## EXERCISE INSTRUCTIONS:
Write each line of the records below as one string in a JSON list, leaving out blank lines.

- Opening Delimiter -

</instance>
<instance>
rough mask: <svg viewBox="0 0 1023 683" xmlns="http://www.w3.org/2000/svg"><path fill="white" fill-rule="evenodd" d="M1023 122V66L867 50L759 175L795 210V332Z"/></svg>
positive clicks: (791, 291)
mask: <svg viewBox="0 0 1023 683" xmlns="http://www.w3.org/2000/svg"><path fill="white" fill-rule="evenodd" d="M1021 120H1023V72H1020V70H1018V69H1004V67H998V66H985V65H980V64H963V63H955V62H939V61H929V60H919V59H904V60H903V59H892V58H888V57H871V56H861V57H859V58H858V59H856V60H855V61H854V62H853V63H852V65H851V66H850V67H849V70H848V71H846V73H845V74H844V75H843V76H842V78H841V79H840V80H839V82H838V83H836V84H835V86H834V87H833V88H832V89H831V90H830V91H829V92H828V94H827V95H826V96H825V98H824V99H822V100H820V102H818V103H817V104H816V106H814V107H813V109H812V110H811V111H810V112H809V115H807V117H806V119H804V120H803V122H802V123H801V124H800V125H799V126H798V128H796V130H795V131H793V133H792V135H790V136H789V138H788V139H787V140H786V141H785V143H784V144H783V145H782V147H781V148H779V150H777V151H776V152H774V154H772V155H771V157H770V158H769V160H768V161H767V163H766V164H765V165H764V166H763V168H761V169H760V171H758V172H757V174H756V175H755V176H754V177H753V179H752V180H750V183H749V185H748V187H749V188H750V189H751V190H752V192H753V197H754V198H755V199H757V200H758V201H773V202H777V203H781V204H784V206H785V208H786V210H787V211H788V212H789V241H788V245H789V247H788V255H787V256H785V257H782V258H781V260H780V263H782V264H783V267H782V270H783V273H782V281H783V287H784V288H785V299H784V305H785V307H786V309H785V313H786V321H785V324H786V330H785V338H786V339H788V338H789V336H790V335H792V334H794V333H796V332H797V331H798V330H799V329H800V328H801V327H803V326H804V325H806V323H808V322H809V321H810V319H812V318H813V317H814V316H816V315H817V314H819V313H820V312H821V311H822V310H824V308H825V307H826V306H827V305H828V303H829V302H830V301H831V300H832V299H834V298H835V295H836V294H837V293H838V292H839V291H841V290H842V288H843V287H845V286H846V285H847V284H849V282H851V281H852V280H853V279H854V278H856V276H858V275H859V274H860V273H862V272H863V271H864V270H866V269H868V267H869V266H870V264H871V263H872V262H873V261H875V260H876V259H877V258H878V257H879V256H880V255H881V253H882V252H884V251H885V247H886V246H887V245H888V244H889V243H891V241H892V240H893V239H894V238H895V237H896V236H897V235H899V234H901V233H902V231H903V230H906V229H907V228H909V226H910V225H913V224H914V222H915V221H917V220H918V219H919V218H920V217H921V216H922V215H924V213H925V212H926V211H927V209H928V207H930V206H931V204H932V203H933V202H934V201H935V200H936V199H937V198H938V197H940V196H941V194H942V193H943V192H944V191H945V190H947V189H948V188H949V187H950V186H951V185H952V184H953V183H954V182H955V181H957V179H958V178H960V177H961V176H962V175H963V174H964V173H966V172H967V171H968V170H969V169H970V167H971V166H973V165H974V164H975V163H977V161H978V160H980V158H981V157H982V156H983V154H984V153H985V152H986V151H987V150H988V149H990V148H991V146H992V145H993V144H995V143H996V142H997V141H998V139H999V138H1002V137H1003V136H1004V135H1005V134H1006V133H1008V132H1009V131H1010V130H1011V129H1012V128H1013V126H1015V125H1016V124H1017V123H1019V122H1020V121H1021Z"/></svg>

- Closing Delimiter -

## TASK SOLUTION:
[
  "</instance>",
  "<instance>",
  "rough mask: <svg viewBox=\"0 0 1023 683\" xmlns=\"http://www.w3.org/2000/svg\"><path fill=\"white\" fill-rule=\"evenodd\" d=\"M1023 122V66L867 50L759 175L795 210V332Z\"/></svg>",
  "positive clicks: (791, 291)",
  "mask: <svg viewBox=\"0 0 1023 683\" xmlns=\"http://www.w3.org/2000/svg\"><path fill=\"white\" fill-rule=\"evenodd\" d=\"M1021 120H1023V72H1020V70H1018V69H1004V67H998V66H985V65H980V64H963V63H955V62H939V61H929V60H919V59H904V60H903V59H892V58H888V57H871V56H861V57H859V58H858V59H856V60H855V61H854V62H853V63H852V65H851V66H850V67H849V70H848V71H846V73H845V74H844V75H843V76H842V78H841V79H840V80H839V82H838V83H836V84H835V86H834V87H833V88H832V89H831V90H830V91H829V92H828V94H827V95H826V96H825V98H824V99H822V100H820V102H818V103H817V104H816V106H814V107H813V109H812V110H811V111H810V112H809V115H807V117H806V119H804V120H803V122H802V123H801V124H800V125H799V126H798V128H796V130H795V131H793V133H792V135H790V136H789V138H788V139H787V140H786V141H785V143H784V144H783V145H782V147H781V148H779V150H777V151H776V152H774V154H772V155H771V157H770V158H769V160H768V161H767V163H766V164H765V165H764V166H763V168H761V169H760V171H758V172H757V174H756V175H755V176H754V177H753V179H752V180H750V183H749V185H748V187H749V188H750V189H751V190H752V192H753V197H754V198H755V199H757V200H758V201H773V202H777V203H781V204H784V206H785V208H786V210H787V211H788V212H789V241H788V245H789V247H788V255H787V256H785V257H782V258H781V260H780V263H782V264H783V267H782V270H783V273H782V281H783V287H784V288H785V299H784V305H785V307H786V309H785V313H786V321H785V324H786V330H785V338H786V339H788V338H789V336H790V335H792V334H794V333H796V332H797V331H798V330H799V329H800V328H801V327H803V326H804V325H806V323H808V322H809V321H810V319H812V318H813V317H814V316H816V315H817V314H819V313H820V312H821V311H822V310H824V308H825V307H826V306H827V305H828V303H829V302H830V301H831V300H832V299H834V298H835V295H836V294H837V293H838V292H839V291H841V290H842V288H843V287H845V286H846V285H847V284H849V282H851V281H852V280H853V279H854V278H856V276H858V275H859V274H860V273H862V272H863V271H864V270H866V269H868V267H869V266H870V264H871V263H872V262H873V261H875V260H876V259H877V258H878V257H879V256H880V255H881V253H882V252H884V251H885V247H886V246H887V245H888V244H889V243H891V241H892V240H893V239H894V238H895V237H896V236H897V235H899V234H901V233H902V231H903V230H906V229H907V228H909V226H910V225H913V224H914V222H915V221H917V220H918V219H919V218H920V217H921V216H922V215H924V213H925V212H926V211H927V209H928V207H930V206H931V204H932V203H933V202H934V201H935V200H936V199H937V198H938V197H940V196H941V194H942V193H943V192H944V191H945V190H947V189H948V188H949V187H950V186H951V185H952V184H953V183H954V182H955V181H957V179H958V178H960V177H961V176H962V175H963V174H964V173H966V172H967V171H968V170H969V169H970V167H971V166H973V165H974V164H975V163H977V161H978V160H980V158H981V157H982V156H983V154H984V153H985V152H986V151H987V150H988V149H990V148H991V146H992V145H993V144H995V143H996V142H997V141H998V139H999V138H1002V137H1003V136H1004V135H1005V134H1006V133H1008V132H1009V131H1010V130H1011V129H1012V128H1013V126H1015V125H1016V124H1017V123H1019V122H1020V121H1021Z\"/></svg>"
]